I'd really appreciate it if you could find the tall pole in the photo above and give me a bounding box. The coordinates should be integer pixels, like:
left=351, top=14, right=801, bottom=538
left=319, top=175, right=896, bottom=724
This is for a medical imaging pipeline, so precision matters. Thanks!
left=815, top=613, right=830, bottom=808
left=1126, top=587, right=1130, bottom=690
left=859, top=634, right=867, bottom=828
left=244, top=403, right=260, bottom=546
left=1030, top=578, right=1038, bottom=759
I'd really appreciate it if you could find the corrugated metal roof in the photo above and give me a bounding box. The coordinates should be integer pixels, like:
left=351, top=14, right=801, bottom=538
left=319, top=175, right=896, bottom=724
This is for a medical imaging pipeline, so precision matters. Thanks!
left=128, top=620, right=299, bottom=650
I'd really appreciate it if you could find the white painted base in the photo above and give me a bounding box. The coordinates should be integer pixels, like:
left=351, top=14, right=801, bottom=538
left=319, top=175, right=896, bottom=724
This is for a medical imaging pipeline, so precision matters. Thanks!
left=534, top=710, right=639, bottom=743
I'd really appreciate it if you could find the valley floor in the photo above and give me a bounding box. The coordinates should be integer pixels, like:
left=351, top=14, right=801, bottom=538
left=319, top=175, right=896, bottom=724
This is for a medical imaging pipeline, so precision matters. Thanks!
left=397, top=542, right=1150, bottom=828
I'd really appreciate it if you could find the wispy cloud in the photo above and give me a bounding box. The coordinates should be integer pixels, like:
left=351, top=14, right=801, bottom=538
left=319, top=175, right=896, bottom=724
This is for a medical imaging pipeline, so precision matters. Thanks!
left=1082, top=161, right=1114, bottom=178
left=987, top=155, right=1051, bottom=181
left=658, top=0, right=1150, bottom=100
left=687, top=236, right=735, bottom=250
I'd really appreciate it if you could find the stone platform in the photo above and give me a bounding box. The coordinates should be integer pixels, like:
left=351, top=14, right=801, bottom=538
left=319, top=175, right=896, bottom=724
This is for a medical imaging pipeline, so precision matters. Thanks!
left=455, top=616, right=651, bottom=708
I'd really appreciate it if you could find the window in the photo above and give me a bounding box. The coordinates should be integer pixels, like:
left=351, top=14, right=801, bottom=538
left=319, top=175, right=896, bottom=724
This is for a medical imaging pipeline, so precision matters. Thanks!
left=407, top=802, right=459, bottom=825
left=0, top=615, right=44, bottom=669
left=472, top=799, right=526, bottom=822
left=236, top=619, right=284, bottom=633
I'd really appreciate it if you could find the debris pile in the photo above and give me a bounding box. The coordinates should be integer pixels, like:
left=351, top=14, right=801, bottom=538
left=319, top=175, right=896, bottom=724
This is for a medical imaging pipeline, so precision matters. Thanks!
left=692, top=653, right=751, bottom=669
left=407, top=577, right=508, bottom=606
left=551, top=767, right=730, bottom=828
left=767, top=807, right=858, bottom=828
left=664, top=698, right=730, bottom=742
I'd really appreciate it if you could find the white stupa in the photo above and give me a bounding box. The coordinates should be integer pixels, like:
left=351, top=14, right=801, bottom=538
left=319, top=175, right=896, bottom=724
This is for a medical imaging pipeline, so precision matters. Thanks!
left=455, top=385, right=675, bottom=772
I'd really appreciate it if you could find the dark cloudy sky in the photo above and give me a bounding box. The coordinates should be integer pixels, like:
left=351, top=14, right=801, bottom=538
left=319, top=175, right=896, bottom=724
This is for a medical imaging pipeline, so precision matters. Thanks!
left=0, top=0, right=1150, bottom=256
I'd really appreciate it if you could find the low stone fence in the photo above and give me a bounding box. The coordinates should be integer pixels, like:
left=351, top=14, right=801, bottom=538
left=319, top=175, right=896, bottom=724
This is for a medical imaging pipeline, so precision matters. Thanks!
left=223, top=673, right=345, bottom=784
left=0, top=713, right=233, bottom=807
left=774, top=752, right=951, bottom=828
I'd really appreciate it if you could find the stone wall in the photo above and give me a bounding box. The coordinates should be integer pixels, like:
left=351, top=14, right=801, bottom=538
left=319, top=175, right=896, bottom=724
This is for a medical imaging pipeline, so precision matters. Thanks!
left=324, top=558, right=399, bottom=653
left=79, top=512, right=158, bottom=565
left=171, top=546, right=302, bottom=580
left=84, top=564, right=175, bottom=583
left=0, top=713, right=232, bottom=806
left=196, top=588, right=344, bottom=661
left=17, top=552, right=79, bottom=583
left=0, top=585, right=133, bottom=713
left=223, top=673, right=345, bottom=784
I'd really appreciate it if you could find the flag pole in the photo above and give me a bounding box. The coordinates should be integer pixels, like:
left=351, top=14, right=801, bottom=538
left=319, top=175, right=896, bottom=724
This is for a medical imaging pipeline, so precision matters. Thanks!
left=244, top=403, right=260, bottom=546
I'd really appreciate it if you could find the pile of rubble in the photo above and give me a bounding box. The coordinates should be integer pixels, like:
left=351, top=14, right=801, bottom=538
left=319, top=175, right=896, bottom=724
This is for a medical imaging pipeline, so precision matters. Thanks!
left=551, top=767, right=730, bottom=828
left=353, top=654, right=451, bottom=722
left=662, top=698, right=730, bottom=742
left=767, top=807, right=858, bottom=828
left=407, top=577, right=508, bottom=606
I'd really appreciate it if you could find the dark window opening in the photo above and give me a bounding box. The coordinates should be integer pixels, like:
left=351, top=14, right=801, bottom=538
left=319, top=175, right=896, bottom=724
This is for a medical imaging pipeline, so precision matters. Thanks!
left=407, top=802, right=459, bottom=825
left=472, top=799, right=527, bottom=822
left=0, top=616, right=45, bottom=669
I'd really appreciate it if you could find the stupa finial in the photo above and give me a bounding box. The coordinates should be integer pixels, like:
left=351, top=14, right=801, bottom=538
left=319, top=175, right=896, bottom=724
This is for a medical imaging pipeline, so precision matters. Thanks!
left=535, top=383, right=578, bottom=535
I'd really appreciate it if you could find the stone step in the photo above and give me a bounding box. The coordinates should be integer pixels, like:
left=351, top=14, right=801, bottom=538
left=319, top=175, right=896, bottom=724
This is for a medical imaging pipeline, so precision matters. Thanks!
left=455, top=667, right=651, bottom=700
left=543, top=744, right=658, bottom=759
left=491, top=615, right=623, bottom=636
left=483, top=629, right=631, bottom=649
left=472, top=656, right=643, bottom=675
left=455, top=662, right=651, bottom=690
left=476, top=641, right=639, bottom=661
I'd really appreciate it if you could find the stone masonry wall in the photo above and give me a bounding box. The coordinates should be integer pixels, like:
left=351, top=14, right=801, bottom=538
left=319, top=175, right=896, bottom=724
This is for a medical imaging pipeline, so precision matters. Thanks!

= = = =

• **EXERCISE REQUIREMENTS**:
Rewrite the listing from its first line up to and including the line with "left=128, top=620, right=299, bottom=650", shifting each bounding box coordinate in the answers by adding 75 and copying every other line, sample coordinates included, without change.

• **ANSWER TO THIS EXERCISE**:
I'd really appreciate it if you could find the tall pole in the photo above and give me a bounding box. The coordinates should be integer pixels, like:
left=351, top=14, right=801, bottom=538
left=319, top=175, right=896, bottom=724
This is for a medical imaging pipeline, so precision matters. Thanks!
left=890, top=688, right=905, bottom=883
left=1201, top=662, right=1205, bottom=765
left=934, top=709, right=942, bottom=903
left=319, top=478, right=335, bottom=621
left=1105, top=653, right=1113, bottom=834
I'd really appreciate it if you could find the corrugated metal roof in the photo above and give me a bounding box. The coordinates should be integer pixels, like:
left=351, top=14, right=801, bottom=538
left=319, top=175, right=896, bottom=724
This is for a medical imaging pipeline, so precision matters. Thanks!
left=203, top=695, right=374, bottom=725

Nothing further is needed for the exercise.